# About this exercise:
Pull out each line of the data below that contains the string "positive", treating uppercase and lowercase as different.

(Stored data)
━━━━━━━━━━━━━━━━━━━━━━━━━━━━━━

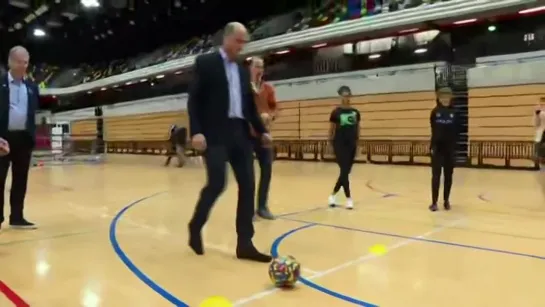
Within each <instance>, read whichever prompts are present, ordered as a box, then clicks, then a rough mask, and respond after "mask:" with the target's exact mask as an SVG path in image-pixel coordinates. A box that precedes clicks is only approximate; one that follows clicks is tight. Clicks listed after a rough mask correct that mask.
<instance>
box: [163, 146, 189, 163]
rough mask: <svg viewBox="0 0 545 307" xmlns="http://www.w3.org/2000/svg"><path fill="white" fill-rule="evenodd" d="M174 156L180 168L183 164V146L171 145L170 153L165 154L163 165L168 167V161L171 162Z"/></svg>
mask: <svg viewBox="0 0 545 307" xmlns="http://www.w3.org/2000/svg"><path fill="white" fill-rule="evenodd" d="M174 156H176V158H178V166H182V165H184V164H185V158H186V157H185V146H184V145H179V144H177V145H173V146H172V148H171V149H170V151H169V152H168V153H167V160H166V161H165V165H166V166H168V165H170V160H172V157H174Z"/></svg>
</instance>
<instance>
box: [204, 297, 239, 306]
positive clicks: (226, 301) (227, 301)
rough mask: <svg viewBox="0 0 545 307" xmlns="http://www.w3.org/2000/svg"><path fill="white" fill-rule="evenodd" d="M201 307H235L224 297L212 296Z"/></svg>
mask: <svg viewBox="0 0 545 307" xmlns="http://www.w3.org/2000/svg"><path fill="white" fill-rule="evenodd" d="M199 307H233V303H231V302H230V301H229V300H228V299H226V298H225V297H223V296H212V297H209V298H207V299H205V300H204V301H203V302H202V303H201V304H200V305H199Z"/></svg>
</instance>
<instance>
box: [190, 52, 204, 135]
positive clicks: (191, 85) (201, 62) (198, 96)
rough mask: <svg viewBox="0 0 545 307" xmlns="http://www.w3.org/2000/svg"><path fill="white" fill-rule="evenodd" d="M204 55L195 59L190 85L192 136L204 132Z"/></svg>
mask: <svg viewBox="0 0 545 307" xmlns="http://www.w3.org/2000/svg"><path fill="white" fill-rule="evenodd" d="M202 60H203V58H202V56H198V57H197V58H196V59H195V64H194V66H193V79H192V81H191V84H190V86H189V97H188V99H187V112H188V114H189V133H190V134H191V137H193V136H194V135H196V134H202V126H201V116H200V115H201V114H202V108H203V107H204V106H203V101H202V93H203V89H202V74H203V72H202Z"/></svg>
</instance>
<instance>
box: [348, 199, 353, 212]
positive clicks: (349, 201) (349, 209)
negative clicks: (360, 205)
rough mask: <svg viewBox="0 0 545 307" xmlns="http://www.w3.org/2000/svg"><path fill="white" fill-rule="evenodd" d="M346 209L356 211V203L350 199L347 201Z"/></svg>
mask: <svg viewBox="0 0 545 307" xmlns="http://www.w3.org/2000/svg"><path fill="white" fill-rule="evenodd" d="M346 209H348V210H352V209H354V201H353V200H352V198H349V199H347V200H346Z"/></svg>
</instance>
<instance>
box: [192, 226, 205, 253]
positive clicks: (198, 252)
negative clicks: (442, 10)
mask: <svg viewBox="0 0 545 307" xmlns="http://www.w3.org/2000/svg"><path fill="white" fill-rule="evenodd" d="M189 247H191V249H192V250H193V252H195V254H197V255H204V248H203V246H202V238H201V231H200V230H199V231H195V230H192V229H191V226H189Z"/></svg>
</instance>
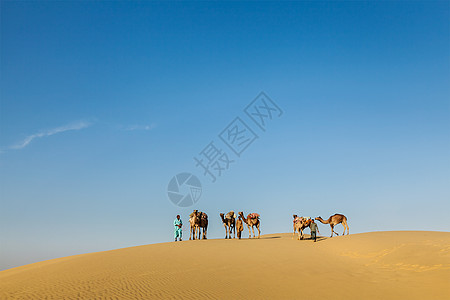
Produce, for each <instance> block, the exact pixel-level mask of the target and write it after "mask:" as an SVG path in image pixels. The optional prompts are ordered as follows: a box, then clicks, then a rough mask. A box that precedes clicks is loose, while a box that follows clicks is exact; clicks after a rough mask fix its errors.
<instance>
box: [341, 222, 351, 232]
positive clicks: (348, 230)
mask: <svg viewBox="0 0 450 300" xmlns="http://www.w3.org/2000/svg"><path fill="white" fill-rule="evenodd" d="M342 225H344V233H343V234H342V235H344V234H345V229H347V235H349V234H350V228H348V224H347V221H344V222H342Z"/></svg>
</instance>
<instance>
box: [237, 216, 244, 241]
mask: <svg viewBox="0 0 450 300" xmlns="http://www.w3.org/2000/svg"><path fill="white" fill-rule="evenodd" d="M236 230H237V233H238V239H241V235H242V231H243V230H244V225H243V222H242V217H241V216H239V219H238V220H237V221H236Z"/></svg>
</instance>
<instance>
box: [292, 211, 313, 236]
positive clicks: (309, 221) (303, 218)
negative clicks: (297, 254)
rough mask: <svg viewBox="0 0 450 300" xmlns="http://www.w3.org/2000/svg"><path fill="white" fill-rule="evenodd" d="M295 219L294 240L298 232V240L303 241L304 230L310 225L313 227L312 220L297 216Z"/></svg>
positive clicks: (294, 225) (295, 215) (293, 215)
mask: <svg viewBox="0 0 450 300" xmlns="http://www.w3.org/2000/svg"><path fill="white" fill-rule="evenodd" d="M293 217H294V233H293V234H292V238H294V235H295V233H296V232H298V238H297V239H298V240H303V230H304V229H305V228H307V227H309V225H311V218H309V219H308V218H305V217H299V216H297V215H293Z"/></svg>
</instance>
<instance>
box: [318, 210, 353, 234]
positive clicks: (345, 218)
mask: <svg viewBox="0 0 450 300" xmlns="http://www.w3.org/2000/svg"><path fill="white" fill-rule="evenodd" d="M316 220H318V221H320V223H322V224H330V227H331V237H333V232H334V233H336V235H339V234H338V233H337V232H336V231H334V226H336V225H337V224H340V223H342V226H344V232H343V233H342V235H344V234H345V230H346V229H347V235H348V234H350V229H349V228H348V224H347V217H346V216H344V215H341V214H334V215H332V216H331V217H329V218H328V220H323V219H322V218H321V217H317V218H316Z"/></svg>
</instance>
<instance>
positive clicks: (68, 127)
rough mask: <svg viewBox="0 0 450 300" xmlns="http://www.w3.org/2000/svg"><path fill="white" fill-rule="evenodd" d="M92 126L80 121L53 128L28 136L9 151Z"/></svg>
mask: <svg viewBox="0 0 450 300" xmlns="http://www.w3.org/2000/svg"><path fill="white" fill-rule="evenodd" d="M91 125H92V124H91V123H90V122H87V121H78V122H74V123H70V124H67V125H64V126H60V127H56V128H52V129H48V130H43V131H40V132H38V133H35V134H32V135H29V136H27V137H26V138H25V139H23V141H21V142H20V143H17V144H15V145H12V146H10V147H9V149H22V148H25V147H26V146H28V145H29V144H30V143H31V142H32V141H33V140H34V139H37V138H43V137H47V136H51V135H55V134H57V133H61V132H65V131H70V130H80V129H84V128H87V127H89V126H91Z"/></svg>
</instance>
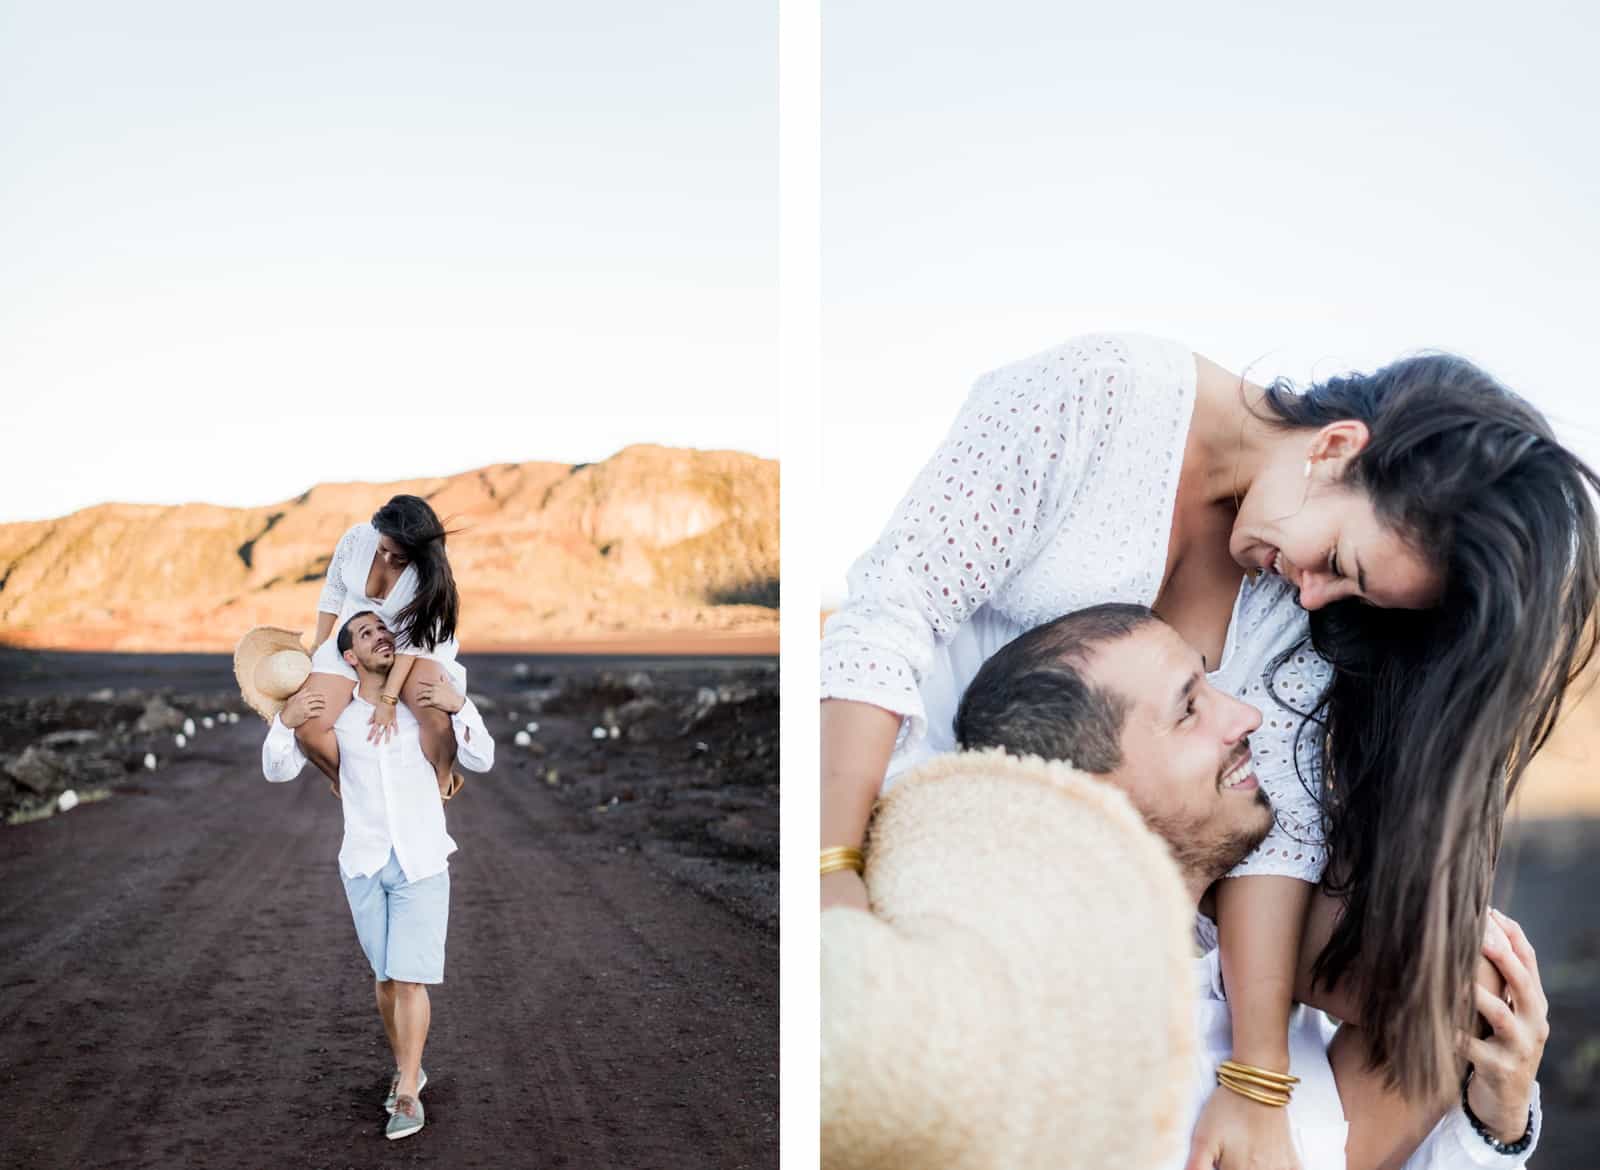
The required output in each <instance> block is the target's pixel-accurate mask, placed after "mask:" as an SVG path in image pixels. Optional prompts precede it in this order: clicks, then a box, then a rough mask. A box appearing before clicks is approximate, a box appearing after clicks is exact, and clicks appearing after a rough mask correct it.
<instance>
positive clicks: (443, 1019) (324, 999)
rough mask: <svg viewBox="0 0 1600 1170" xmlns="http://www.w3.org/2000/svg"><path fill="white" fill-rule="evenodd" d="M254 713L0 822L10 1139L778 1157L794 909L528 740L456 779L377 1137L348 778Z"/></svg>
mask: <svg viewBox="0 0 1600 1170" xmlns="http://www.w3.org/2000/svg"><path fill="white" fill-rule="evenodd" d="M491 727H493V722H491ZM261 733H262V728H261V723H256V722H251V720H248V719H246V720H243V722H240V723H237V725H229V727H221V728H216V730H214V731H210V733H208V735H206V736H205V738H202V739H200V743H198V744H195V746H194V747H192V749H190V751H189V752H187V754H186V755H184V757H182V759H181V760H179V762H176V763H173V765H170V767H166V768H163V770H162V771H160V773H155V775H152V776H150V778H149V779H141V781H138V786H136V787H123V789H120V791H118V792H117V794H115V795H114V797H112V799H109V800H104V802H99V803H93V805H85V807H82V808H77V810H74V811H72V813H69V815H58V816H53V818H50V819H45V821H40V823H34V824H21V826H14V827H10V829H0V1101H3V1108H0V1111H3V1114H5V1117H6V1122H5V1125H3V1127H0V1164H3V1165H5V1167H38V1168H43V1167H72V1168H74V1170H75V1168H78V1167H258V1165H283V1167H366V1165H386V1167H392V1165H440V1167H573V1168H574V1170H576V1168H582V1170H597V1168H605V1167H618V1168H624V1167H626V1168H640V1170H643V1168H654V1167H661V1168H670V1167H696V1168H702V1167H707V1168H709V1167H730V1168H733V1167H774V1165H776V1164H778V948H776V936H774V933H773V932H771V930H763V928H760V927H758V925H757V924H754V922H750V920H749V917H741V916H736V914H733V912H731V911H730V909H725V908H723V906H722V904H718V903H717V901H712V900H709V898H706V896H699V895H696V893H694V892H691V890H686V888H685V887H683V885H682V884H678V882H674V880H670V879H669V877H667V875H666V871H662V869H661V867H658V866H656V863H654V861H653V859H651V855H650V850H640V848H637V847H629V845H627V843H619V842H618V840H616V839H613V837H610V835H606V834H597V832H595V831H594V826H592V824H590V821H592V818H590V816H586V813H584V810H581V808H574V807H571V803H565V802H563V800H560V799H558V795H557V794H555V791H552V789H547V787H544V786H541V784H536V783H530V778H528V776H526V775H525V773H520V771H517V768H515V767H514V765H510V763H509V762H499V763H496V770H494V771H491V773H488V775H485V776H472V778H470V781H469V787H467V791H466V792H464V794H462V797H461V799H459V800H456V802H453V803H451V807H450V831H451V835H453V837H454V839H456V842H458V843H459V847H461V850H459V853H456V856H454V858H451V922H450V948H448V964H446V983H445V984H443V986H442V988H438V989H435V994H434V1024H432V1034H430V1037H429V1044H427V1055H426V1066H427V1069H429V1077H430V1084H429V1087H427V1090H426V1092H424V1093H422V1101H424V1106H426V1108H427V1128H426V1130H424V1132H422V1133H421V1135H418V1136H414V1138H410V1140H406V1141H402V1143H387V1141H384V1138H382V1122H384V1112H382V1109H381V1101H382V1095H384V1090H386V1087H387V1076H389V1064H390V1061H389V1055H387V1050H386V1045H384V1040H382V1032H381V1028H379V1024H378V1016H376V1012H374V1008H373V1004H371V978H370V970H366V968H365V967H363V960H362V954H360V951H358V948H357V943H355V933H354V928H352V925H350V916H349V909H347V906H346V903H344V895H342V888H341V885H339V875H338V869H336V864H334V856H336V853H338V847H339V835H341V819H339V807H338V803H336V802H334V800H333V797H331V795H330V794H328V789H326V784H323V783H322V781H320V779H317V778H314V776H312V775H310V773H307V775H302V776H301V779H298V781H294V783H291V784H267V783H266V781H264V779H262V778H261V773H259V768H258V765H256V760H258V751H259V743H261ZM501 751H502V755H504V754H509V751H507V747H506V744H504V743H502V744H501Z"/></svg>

━━━━━━━━━━━━━━━━━━━━━━━━━━━━━━

# Exercise output:
positive clicks: (226, 301) (227, 301)
positive clicks: (191, 85) (201, 62) (198, 96)
positive clicks: (349, 201) (349, 209)
positive clicks: (198, 252)
positive clicks: (348, 230)
positive clicks: (309, 221) (303, 218)
positive clicks: (294, 225) (295, 215) (293, 215)
positive clicks: (345, 218)
positive clicks: (68, 127)
positive clicks: (443, 1019) (324, 999)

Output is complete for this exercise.